### Description of the task
Could you write out the listing below again, exactly?

### The records
◇ ◇ ◇ ◇ ◇ ◇ ◇

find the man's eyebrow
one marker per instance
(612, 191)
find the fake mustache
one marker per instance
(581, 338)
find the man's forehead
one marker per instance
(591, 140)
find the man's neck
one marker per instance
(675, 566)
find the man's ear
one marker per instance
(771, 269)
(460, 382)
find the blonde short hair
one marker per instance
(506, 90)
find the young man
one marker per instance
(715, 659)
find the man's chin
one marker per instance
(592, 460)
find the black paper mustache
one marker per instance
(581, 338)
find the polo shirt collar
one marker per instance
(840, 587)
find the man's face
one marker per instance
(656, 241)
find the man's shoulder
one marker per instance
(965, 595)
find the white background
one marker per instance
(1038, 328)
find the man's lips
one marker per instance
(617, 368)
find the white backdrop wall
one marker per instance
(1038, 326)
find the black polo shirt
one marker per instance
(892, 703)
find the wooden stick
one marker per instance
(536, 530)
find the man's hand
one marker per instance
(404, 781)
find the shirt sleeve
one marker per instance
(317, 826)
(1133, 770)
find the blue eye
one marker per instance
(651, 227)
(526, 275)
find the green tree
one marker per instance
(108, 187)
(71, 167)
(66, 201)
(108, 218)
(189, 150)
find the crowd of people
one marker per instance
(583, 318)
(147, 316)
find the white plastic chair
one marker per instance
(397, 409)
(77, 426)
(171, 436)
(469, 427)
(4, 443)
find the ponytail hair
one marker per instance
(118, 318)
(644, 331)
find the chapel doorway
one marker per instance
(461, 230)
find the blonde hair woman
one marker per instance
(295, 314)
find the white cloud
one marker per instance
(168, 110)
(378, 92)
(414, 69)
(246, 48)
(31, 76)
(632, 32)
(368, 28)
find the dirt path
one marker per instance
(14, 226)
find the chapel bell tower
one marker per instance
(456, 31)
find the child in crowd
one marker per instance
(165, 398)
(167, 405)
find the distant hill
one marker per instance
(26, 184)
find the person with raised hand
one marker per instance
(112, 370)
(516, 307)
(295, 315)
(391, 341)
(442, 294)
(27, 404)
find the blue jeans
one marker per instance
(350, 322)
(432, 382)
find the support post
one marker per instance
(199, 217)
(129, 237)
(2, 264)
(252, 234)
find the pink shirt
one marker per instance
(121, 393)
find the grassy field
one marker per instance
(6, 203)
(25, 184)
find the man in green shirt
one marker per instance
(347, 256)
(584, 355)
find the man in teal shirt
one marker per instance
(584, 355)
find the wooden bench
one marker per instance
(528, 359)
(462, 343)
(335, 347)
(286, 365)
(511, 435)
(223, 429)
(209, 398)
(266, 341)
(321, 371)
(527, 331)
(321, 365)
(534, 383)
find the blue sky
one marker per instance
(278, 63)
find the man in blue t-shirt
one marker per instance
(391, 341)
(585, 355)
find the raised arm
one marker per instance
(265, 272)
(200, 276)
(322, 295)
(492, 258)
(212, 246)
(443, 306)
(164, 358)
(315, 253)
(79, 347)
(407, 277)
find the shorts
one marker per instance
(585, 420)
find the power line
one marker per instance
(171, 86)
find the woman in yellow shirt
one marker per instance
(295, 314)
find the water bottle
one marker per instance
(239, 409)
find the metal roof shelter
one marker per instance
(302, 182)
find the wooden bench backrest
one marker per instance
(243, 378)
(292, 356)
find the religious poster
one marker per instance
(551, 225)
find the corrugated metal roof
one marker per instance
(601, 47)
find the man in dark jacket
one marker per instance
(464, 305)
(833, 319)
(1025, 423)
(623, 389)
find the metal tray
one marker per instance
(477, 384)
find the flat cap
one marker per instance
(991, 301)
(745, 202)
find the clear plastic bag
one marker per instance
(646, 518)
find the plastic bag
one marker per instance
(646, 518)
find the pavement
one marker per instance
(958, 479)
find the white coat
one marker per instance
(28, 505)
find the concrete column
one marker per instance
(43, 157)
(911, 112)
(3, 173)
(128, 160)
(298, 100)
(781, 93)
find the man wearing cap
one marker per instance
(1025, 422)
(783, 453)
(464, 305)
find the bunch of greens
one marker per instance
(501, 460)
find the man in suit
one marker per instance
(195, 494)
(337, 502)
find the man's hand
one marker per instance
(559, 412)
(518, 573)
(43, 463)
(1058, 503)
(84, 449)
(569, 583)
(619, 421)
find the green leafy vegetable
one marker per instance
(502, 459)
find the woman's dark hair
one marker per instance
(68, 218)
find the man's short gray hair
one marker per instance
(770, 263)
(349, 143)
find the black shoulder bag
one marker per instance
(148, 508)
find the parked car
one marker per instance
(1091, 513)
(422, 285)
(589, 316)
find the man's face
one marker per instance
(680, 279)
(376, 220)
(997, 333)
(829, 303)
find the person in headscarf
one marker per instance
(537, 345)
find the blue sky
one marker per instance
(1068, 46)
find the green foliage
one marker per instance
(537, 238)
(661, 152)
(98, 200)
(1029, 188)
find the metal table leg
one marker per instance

◇ ◇ ◇ ◇ ◇ ◇ ◇

### Output
find the man's eyebrow
one marker per instance
(612, 191)
find the fake mustache
one marker per instance
(581, 338)
find the man's forehead
one marker per instance
(591, 140)
find the man's neck
one marker per instance
(675, 566)
find the man's ear
one marker per instance
(771, 269)
(460, 382)
find the blonde short hair
one marker per instance
(506, 90)
find the young man
one marker per instance
(715, 659)
find the man's chin
one marker per instance
(592, 460)
find the black paper mustache
one marker per instance
(581, 338)
find the polo shirt collar
one marker per instance
(840, 587)
find the man's face
one marker per instance
(656, 241)
find the man's shoulder
one marker per instance
(965, 595)
find the white background
one marker per instance
(1038, 328)
find the man's lips
one marker per instance
(617, 368)
find the white backdrop wall
one marker per instance
(1038, 326)
find the black polo shirt
one marker per instance
(892, 703)
find the wooden stick
one marker per instance
(536, 530)
find the man's hand
one marker per instance
(404, 781)
find the shirt sleeve
one marker per instance
(317, 826)
(1133, 770)
find the blue eye
one marker per instance
(651, 227)
(526, 275)
find the green tree
one marker per instance
(108, 187)
(71, 167)
(66, 201)
(108, 218)
(189, 150)
find the crowd of people
one marker per instance
(583, 318)
(147, 316)
find the white plastic chair
one marker per instance
(397, 409)
(77, 426)
(171, 436)
(469, 427)
(4, 443)
find the ponytail hair
one marker per instance
(118, 318)
(644, 331)
find the chapel doorway
one marker per instance
(461, 230)
find the blonde hair woman
one marker per instance
(295, 314)
find the white cloud
one marker per instance
(168, 110)
(378, 92)
(414, 69)
(246, 48)
(31, 76)
(632, 32)
(368, 28)
find the dirt path
one marker per instance
(14, 226)
find the chapel bell tower
one marker per instance
(456, 31)
find the child in crowd
one marker per instance
(165, 398)
(167, 405)
find the distant hill
one marker per instance
(26, 184)
find the person with raised hand
one marker per instance
(112, 370)
(516, 307)
(295, 315)
(391, 341)
(442, 294)
(27, 404)
find the blue jeans
one marker per instance
(350, 322)
(432, 382)
find the support post
one marker per instance
(199, 217)
(129, 237)
(2, 264)
(252, 234)
find the pink shirt
one marker per instance
(121, 393)
find the grassy field
one marker per instance
(6, 203)
(25, 184)
find the man in green shirt
one marker per instance
(347, 256)
(584, 355)
find the man in teal shirt
one marker per instance
(584, 355)
find the wooden bench
one marker per instance
(528, 359)
(462, 343)
(335, 347)
(286, 365)
(511, 435)
(223, 429)
(209, 398)
(266, 341)
(321, 371)
(527, 331)
(321, 365)
(534, 383)
find the blue sky
one marker per instance
(278, 63)
find the man in blue t-shirt
one marker per instance
(391, 341)
(585, 355)
find the raised arm
one marker per instance
(265, 272)
(200, 276)
(322, 295)
(492, 258)
(212, 246)
(443, 306)
(164, 358)
(315, 253)
(79, 347)
(407, 277)
find the shorts
one marker per instance
(585, 420)
find the power line
one marker per instance
(171, 86)
find the woman in yellow shirt
one marker per instance
(295, 314)
find the water bottle
one marker per instance
(239, 409)
find the metal roof shelter
one marker per instance
(302, 182)
find the wooden bench backrest
one marker per instance
(243, 378)
(292, 356)
find the religious poster
one marker per instance
(551, 225)
find the corrugated metal roof
one marker per instance
(601, 47)
find the man in dark jacket
one marker per instance
(464, 305)
(833, 319)
(1025, 423)
(623, 389)
find the metal tray
one marker per instance
(477, 384)
find the flat cap
one marker per instance
(991, 301)
(745, 202)
find the clear plastic bag
one marker per instance
(646, 518)
find the plastic bag
one marker per instance
(646, 518)
find the pavement
one marker per instance
(958, 479)
find the white coat
one marker per instance
(28, 505)
find the concrete column
one marker per instance
(43, 157)
(911, 112)
(3, 173)
(128, 160)
(298, 100)
(781, 93)
find the man wearing cap
one marker per instance
(1025, 422)
(783, 453)
(464, 305)
find the bunch of greens
one marker per instance
(501, 460)
find the man in suit
one marker per instance
(195, 494)
(337, 502)
find the man's hand
one marker per instance
(559, 412)
(518, 573)
(43, 463)
(1058, 503)
(84, 449)
(569, 583)
(619, 421)
find the green leafy vegetable
one marker per instance
(502, 459)
find the woman's dark hair
one marker per instance
(68, 218)
find the man's short gray hair
one marker per instance
(770, 263)
(349, 143)
find the black shoulder bag
one marker per instance
(148, 508)
find the parked car
one marker per instance
(1091, 513)
(422, 285)
(589, 316)
find the man's face
one marker per instance
(680, 279)
(376, 220)
(997, 333)
(829, 303)
find the person in headscarf
one marker per instance
(537, 345)
find the blue sky
one marker per instance
(1068, 46)
find the green foliage
one marker per instance
(537, 238)
(661, 152)
(98, 200)
(1029, 188)
find the metal table leg
one marker per instance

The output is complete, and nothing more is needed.